GIVEN PASSAGE

Let G name a generic type declaration with n type parameters. 

There is an unchecked conversion from the raw class or interface type (§4.8G to any parameterized type of the form G<T1,...,Tn>. 

There is an unchecked conversion from the raw array type G[] to any array type type of the form G<T1,...,Tn>[].  

Use of an unchecked conversion causes a compile-time unchecked warning unless G<...> is a parameterized type in which all type arguments are unbounded wildcards (§4.5.1), or the unchecked warning is suppressed by the SuppressWarnings annotation (§9.6.3.5).

 

Unchecked conversion is used to enable a smooth interoperation of legacy code, written before the introduction of generic types, with libraries that have undergone a conversion to use genericity (a process we call generification). In such circumstances (most notably, clients of the Collections Framework in java.util), legacy code uses raw types (e.g. Collection instead of Collection<String>). Expressions of raw types are passed as arguments to library methods that use parameterized versions of those same types as the types of their corresponding formal parameters.

STORED DATA
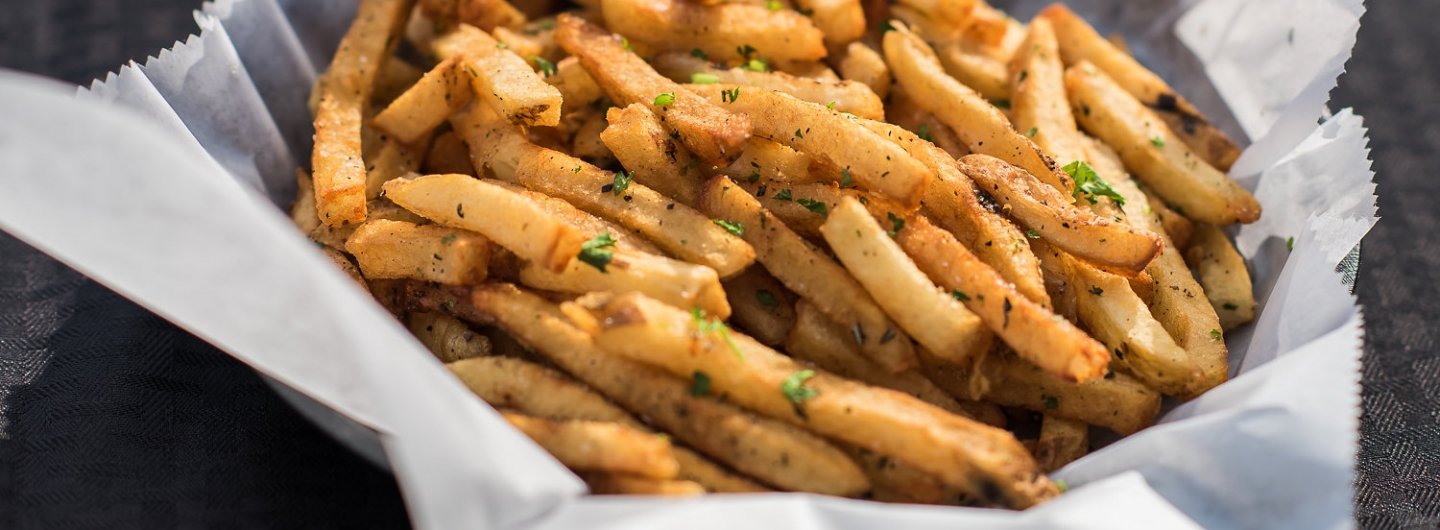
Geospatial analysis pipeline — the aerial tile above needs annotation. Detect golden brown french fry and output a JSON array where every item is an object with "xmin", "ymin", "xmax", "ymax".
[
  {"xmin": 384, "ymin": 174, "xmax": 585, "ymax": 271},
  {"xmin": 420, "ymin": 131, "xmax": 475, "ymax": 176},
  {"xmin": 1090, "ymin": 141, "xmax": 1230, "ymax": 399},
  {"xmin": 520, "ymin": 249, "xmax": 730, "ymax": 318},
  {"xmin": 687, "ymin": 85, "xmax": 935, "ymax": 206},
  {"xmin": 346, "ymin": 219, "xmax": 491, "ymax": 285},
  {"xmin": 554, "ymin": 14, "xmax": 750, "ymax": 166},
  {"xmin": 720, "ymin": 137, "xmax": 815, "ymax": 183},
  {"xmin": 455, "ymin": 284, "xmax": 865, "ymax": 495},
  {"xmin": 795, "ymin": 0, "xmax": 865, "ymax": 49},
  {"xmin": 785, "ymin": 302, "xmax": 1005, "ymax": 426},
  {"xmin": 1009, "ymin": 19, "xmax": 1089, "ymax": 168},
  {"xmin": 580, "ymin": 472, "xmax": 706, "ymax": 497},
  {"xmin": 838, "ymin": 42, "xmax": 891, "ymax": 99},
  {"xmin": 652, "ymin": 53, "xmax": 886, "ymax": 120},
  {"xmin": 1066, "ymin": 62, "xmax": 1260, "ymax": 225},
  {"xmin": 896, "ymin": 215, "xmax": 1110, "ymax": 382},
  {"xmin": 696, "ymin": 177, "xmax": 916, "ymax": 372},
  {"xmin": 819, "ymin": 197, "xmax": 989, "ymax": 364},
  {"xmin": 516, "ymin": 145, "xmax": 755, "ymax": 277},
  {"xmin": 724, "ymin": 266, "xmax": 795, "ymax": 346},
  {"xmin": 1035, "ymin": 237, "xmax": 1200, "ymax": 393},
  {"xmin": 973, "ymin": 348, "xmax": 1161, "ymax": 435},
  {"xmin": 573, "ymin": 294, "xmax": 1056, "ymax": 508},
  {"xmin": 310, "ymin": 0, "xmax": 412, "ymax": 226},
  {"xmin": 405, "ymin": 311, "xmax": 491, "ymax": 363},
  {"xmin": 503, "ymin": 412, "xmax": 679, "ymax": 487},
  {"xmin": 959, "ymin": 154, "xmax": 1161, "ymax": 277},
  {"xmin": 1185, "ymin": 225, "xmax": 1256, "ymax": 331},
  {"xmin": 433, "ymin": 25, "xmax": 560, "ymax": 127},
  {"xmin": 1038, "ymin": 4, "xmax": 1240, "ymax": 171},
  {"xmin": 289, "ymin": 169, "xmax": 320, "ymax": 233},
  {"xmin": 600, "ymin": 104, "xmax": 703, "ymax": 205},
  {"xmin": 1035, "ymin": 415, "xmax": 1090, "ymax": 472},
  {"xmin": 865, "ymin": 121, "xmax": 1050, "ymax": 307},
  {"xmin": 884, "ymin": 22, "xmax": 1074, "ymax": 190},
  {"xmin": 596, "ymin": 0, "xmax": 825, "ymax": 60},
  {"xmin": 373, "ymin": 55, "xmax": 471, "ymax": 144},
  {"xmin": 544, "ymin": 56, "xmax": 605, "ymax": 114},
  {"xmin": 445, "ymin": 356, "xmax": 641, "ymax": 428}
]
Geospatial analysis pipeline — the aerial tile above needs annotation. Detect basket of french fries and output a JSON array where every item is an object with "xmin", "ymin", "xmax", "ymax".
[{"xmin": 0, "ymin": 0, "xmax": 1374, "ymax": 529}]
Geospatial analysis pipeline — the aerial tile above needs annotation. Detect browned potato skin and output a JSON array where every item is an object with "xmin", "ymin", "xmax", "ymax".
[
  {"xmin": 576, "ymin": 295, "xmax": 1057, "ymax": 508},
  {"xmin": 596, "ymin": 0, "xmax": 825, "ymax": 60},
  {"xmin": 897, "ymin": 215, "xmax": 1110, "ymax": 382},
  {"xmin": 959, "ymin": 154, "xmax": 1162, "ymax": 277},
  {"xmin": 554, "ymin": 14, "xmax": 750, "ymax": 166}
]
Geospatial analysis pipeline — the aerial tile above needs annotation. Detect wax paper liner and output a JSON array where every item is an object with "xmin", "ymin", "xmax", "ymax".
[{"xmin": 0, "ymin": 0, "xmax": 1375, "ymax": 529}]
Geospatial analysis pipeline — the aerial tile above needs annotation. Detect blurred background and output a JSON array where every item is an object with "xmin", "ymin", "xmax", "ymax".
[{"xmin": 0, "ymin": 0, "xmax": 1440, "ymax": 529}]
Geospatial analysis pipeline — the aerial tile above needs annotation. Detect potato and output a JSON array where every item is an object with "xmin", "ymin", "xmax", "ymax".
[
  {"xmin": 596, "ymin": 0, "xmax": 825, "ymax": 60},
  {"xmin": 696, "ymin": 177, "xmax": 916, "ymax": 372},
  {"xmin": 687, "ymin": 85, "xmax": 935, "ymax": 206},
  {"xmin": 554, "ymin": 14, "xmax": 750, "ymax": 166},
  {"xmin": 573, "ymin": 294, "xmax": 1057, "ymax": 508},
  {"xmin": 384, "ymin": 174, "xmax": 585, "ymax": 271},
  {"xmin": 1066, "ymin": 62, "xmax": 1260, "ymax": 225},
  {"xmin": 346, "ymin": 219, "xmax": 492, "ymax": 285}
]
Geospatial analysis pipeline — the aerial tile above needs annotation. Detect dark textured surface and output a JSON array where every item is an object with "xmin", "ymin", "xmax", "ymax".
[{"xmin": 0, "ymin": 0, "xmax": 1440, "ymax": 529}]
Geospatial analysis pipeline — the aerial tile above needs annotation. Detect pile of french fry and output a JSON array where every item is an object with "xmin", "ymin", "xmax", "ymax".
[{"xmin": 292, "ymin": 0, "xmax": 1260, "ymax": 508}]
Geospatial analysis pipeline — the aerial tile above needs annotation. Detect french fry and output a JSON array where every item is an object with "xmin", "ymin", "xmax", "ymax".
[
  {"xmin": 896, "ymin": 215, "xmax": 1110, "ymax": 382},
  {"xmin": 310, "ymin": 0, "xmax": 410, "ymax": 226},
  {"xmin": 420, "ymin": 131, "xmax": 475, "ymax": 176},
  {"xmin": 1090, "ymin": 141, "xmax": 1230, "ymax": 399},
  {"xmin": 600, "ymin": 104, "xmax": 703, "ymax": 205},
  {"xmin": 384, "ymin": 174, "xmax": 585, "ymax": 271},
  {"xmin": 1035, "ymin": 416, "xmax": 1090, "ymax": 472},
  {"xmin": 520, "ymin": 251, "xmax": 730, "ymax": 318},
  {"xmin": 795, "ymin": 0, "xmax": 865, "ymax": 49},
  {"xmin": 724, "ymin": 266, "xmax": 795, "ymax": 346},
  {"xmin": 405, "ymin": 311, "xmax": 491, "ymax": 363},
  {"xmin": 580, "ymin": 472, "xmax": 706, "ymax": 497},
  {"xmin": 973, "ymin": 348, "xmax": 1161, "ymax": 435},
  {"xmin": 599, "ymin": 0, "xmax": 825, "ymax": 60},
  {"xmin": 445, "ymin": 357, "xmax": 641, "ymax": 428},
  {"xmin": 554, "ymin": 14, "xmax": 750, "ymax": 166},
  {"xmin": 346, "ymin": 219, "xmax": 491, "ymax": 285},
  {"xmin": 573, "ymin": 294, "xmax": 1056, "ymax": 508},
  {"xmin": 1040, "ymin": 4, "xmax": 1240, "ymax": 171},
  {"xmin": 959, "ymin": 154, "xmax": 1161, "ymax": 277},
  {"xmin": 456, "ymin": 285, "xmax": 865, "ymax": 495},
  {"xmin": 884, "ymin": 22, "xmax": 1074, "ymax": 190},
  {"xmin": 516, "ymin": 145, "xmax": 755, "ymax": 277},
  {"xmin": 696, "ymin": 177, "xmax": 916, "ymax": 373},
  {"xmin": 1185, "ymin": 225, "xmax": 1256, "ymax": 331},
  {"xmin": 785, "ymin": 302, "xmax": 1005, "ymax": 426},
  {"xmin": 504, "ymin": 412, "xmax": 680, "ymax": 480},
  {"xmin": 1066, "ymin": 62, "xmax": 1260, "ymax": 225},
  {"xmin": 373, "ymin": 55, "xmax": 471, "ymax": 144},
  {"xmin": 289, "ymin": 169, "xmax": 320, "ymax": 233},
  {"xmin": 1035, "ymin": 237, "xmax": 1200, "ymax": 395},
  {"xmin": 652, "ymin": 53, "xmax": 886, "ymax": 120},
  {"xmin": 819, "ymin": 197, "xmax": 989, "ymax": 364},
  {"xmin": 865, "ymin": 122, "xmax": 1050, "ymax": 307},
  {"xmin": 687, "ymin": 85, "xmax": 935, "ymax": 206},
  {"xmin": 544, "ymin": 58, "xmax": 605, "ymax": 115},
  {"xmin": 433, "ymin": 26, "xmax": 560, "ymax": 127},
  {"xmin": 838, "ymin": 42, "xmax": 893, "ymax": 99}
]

REQUIRED TASKS
a. Which distinct expressions containing angle brackets appear in the passage on unchecked conversion? List each one once.
b. Counting with case mattering, how many lines of the records contain the string "potato"? Give the number only.

REPLIES
a.
G<T1,...,Tn>
G<T1,...,Tn>[]
G<...>
Collection<String>

b. 2